## Assignment:
Exactly the line with "Target: calm sea water" and the lines that follow it, through the closing line of the entries, should be restated, with nothing left out or added.
*** Available data ***
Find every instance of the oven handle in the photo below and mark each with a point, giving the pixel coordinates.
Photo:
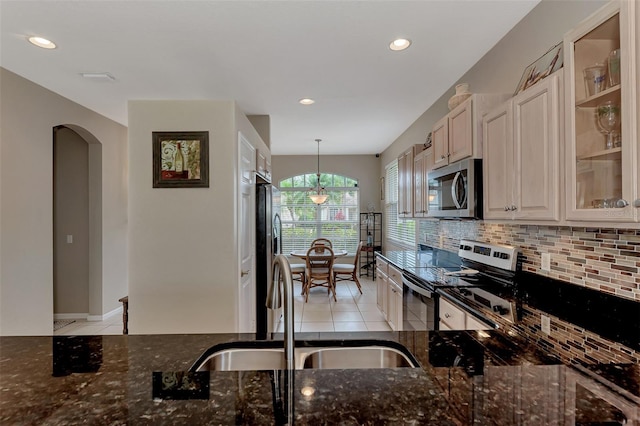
(454, 191)
(418, 289)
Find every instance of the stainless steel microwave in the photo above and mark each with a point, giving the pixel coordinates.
(455, 191)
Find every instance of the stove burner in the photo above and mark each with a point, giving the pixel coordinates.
(485, 300)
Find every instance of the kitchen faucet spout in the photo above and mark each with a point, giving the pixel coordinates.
(282, 274)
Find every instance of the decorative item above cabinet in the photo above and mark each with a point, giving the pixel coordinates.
(601, 95)
(458, 135)
(521, 151)
(263, 165)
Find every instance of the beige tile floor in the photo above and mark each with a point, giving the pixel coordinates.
(352, 312)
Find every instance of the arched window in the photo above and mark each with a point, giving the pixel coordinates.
(303, 221)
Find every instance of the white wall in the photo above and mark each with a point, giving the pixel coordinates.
(183, 241)
(28, 114)
(71, 217)
(364, 168)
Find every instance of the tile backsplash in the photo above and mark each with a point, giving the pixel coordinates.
(605, 259)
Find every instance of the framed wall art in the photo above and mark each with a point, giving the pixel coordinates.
(180, 159)
(545, 65)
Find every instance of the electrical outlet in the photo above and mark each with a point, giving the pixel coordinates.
(545, 324)
(546, 261)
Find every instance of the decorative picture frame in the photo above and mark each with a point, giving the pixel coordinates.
(545, 65)
(180, 159)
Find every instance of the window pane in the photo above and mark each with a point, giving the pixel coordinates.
(399, 231)
(336, 219)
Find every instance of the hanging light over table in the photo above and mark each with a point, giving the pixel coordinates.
(318, 194)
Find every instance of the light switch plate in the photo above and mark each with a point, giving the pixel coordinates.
(546, 261)
(545, 324)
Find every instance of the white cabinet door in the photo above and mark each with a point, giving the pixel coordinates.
(440, 142)
(521, 155)
(405, 184)
(246, 274)
(498, 162)
(419, 183)
(461, 131)
(536, 153)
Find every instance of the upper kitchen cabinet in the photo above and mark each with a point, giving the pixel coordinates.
(458, 135)
(521, 154)
(263, 164)
(405, 184)
(601, 125)
(422, 163)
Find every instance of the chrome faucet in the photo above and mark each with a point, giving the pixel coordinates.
(282, 273)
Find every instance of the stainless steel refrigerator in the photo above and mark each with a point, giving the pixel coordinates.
(268, 244)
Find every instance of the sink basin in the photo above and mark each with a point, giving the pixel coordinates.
(361, 357)
(308, 354)
(243, 359)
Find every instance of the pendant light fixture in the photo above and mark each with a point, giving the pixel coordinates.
(318, 194)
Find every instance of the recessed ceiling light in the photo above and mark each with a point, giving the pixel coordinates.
(42, 42)
(98, 76)
(399, 44)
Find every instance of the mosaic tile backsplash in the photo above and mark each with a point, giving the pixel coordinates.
(605, 259)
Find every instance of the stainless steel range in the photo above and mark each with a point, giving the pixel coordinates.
(465, 296)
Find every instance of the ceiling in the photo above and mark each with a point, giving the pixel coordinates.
(266, 55)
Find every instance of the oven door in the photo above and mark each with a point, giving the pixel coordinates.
(419, 304)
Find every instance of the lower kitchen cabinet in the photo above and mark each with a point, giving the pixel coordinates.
(389, 293)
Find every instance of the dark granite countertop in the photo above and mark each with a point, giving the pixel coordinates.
(466, 378)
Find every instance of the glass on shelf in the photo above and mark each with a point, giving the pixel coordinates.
(609, 121)
(613, 62)
(595, 79)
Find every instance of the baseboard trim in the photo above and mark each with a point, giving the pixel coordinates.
(70, 316)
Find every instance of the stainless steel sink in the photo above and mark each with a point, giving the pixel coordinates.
(243, 359)
(313, 354)
(362, 357)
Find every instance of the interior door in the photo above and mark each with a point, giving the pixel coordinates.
(246, 274)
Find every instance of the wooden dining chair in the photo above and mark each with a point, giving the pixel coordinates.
(319, 271)
(348, 271)
(298, 271)
(322, 241)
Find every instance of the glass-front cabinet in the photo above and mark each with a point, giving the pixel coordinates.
(601, 127)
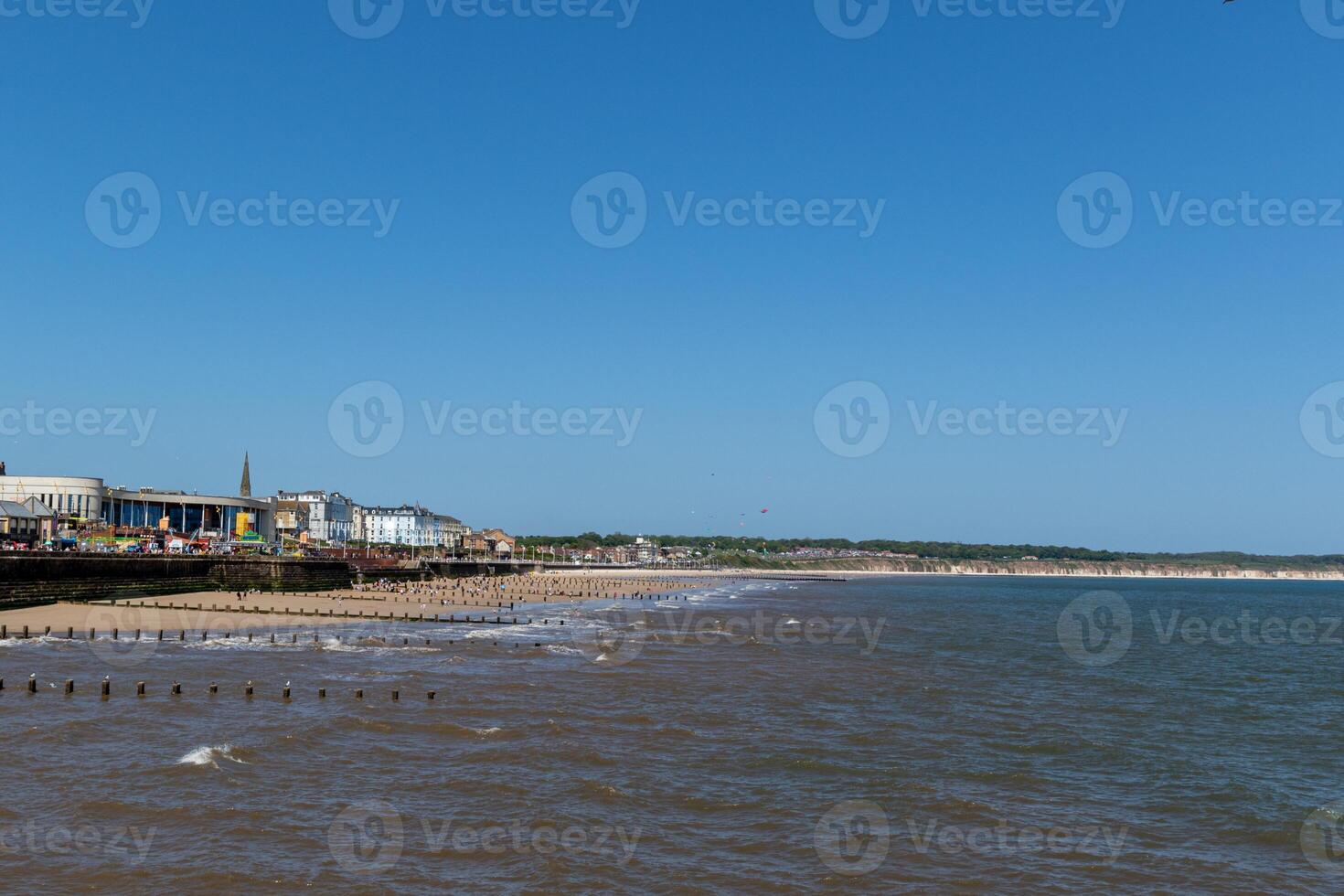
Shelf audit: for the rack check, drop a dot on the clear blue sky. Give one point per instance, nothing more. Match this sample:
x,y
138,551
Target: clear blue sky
x,y
483,292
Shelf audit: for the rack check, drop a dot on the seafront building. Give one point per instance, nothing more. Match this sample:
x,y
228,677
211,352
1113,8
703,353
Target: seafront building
x,y
80,501
326,517
411,526
46,507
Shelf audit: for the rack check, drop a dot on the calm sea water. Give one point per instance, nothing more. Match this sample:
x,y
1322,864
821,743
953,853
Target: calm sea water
x,y
883,735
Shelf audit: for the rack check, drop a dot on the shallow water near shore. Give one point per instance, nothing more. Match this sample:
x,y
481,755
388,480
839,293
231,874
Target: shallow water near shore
x,y
907,733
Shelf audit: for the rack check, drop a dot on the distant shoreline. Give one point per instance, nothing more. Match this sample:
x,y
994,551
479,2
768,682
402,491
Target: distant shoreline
x,y
1044,569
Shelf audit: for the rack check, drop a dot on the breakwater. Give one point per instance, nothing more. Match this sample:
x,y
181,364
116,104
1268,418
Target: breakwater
x,y
1093,569
40,578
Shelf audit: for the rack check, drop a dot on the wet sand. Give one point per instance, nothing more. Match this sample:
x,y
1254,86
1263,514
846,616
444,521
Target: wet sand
x,y
411,601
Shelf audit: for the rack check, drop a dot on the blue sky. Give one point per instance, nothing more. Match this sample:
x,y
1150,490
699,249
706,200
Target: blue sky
x,y
969,293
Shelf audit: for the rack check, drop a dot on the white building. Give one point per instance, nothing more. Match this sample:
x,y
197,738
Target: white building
x,y
400,526
448,531
70,497
413,526
331,517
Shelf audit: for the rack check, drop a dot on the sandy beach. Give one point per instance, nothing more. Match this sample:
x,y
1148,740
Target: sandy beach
*** End of Available data ***
## Response to the exercise:
Target: calm sea water
x,y
883,735
Shelf audit: for the rack check, drop a dot on the shallow water near shore. Give one point per instance, nothing more. Match this sample:
x,y
481,755
388,480
839,293
231,874
Target: shallow water near shore
x,y
907,733
Shelf audit: for the rack check, drop a dot on the distant shoreline. Give one point per instance, nothing more. Match this sample:
x,y
994,551
479,2
768,682
402,491
Target: distant shoreline
x,y
1044,569
Shelf audit: for the rack check, drop a dot on the breakwater. Give one point per instance, nothing more. Match this sample:
x,y
181,364
116,104
1268,418
Target: breakwater
x,y
1093,569
40,578
Shelf audit: for the rack check, drop a dot on the wet sand. Give one point per instance, nothing more. Match this sample:
x,y
1254,86
1263,514
846,616
444,521
Target: wet sand
x,y
411,601
Shelf audit: for the rack check, drop a dot on the blue sky. Give one point per instance, nothing more. Match this sample:
x,y
1150,490
699,249
706,200
Target: blue sky
x,y
969,293
Shelf audit: for the rack check, drop a dot on the white building. Give one point per instance, nothing more. Match this sample:
x,y
197,738
Target: white building
x,y
400,526
448,531
70,497
413,526
331,517
Shelf audit: for the rack check, drop a dot on the sandy beach. Give one point per instance, nothing more. Match this sample:
x,y
1148,740
Target: sandy beach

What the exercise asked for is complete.